Records for this exercise:
* START *

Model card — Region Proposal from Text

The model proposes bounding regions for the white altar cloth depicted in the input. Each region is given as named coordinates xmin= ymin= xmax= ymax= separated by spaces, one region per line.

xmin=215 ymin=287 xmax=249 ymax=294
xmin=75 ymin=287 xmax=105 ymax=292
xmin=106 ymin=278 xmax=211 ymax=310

* END *
* START *

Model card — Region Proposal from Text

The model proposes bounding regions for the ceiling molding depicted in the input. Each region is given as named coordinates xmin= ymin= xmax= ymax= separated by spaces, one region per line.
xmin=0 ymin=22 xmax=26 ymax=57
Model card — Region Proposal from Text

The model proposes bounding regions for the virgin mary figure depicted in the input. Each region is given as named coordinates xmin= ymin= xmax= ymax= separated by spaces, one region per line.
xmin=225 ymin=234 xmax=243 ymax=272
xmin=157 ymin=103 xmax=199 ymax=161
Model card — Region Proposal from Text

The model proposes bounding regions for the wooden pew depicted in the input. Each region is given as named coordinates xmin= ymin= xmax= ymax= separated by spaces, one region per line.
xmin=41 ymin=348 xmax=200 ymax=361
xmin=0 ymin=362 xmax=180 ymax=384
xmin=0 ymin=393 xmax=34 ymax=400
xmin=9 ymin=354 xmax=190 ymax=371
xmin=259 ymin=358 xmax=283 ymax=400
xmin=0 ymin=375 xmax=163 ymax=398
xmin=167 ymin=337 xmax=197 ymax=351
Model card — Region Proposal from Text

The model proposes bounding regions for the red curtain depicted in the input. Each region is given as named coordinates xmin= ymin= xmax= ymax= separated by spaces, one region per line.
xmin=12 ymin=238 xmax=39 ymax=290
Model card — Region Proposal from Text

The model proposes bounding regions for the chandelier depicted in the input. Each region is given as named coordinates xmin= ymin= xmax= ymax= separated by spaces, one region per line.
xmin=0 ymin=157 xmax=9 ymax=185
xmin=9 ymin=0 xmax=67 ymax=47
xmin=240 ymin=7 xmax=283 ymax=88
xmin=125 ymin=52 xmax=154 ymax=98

* END *
* START *

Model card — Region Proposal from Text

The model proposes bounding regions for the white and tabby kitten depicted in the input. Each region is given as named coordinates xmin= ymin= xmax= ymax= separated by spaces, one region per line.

* END *

What to do:
Return every row of the records that contains the string "line". Letter case matters.

Output for this task:
The model proposes bounding regions for the white altar cloth depicted in the input. Each region is given as named coordinates xmin= ymin= xmax= ymax= separated by spaces, one region per line.
The model proposes bounding regions for the ceiling molding depicted in the input. Each region is given as named coordinates xmin= ymin= xmax= ymax= separated by spaces, one region per line.
The model proposes bounding regions for the virgin mary figure depicted in the input. Each region is given as named coordinates xmin= ymin= xmax= ymax= separated by spaces, one region per line.
The model proposes bounding regions for the wooden pew depicted in the input. Each region is given as named coordinates xmin= ymin= xmax= ymax= separated by spaces, one region per line.
The model proposes bounding regions for the red curtain depicted in the input. Each region is given as named coordinates xmin= ymin= xmax= ymax= separated by spaces, one region per line.
The model proposes bounding regions for the chandelier depicted in the input. Each region is given as named coordinates xmin= ymin= xmax= ymax= separated by spaces, one region per line.
The model proposes bounding regions for the white and tabby kitten depicted in the input. Each region is given as named coordinates xmin= ymin= xmax= ymax= separated by spaces, one region per line.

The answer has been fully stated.